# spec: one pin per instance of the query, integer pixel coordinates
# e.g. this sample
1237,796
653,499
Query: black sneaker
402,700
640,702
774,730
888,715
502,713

::::::

§ **What is expected**
Your task is to transcribe the listing above in full, exactly as given.

§ **Expected answer**
# spec: one pin per instance of the query, integer pixel coordinates
# e.g. this sample
1237,796
653,499
Query: black sneaker
402,700
640,702
774,730
888,715
502,713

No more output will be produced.